Referring expression pointing data:
-------
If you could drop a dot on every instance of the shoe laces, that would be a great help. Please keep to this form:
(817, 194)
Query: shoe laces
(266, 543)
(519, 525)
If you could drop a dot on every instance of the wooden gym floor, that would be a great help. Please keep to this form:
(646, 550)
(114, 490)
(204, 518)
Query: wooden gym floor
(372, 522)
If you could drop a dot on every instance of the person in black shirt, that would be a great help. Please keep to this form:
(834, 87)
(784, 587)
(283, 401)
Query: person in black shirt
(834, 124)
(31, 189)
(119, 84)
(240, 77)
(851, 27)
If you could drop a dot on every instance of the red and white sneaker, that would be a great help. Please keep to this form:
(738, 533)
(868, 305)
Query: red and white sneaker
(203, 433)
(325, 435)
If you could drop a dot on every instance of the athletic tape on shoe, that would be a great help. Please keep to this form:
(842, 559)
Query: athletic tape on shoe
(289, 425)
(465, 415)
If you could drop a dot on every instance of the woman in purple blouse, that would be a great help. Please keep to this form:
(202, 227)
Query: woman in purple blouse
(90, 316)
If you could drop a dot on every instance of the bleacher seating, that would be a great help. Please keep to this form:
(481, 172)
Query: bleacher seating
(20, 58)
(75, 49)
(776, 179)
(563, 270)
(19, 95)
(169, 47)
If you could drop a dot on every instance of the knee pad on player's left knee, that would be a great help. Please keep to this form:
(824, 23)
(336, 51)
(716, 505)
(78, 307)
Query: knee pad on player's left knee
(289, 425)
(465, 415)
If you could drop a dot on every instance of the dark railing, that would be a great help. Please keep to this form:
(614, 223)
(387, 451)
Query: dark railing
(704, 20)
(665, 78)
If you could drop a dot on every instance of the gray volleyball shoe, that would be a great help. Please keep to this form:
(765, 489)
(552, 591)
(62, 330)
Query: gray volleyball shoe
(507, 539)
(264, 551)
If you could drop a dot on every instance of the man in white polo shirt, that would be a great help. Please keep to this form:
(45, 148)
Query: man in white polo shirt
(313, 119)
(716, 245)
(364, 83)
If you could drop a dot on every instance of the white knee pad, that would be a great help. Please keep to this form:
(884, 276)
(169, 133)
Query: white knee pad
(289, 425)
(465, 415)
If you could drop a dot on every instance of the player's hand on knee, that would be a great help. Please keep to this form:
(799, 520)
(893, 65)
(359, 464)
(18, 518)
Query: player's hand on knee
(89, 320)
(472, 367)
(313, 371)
-------
> _Your instructions_: Every entry must be repeated exactly; none may be skipped.

> _Answer to this problem_:
If you could drop a dot on every instance of the shoe laces, that would be a great help. Please keep to this form:
(817, 194)
Query: shoe laces
(266, 543)
(519, 525)
If you could drop a dot on every instance of the wooden gym floor, that would be a great help. Please keep to this form:
(646, 550)
(114, 490)
(204, 518)
Query: wooden gym floor
(372, 522)
If you could drop a dot on every instance of the person in black shirt, that would be a great help. Please keep to this form:
(834, 87)
(784, 587)
(283, 401)
Query: person in black shirt
(834, 124)
(31, 189)
(119, 84)
(240, 77)
(851, 27)
If you could drop a dot on every instance of the red and white sneaker, that would be a great help. Please keep to this form:
(738, 533)
(868, 305)
Query: red and white sneaker
(203, 433)
(325, 435)
If you could drop a dot on every instance of the athletic tape on shoe, that would be a great help. Please keep to this form:
(842, 559)
Query: athletic tape on shoe
(289, 425)
(465, 415)
If you could drop a dot on every instance of the woman in purple blouse, that would be a great help. Please keep to this form:
(202, 227)
Query: woman in purple blouse
(90, 316)
If you could drop a dot on every instance of the bleacher seating, that would be a great help. Please keep to this form:
(481, 172)
Query: bleacher seating
(20, 58)
(75, 49)
(776, 179)
(563, 270)
(19, 95)
(169, 47)
If you could drop a dot on every instance of the knee pad on player's left knee, that would be a great help. Please keep to this form:
(824, 23)
(336, 51)
(716, 505)
(78, 307)
Query: knee pad on player's left knee
(289, 425)
(465, 415)
If you could drop a dot on every instance of the dark railing, that would be a great help. Please keep to this form:
(614, 223)
(387, 451)
Query: dark railing
(704, 20)
(665, 78)
If you could drop a dot on every instance of the gray volleyball shoe, that would be a great help. Please keep to this form:
(765, 489)
(552, 591)
(62, 330)
Query: gray volleyball shoe
(507, 539)
(264, 551)
If you could drop a dot on every instance of the man in white polo shirt, that would be a great help. Please keep to this form:
(45, 148)
Query: man in white polo shirt
(313, 119)
(716, 245)
(364, 83)
If you could drop a dot on every instance of the white knee pad, that would be a great help. Please keep to this form:
(884, 276)
(169, 133)
Query: white knee pad
(289, 425)
(465, 415)
If you could drop a dot on every instance of the player's hand on knee, that would be a great help. Please keep to this form:
(799, 520)
(893, 65)
(359, 464)
(18, 518)
Query: player's hand on knee
(89, 320)
(472, 367)
(313, 371)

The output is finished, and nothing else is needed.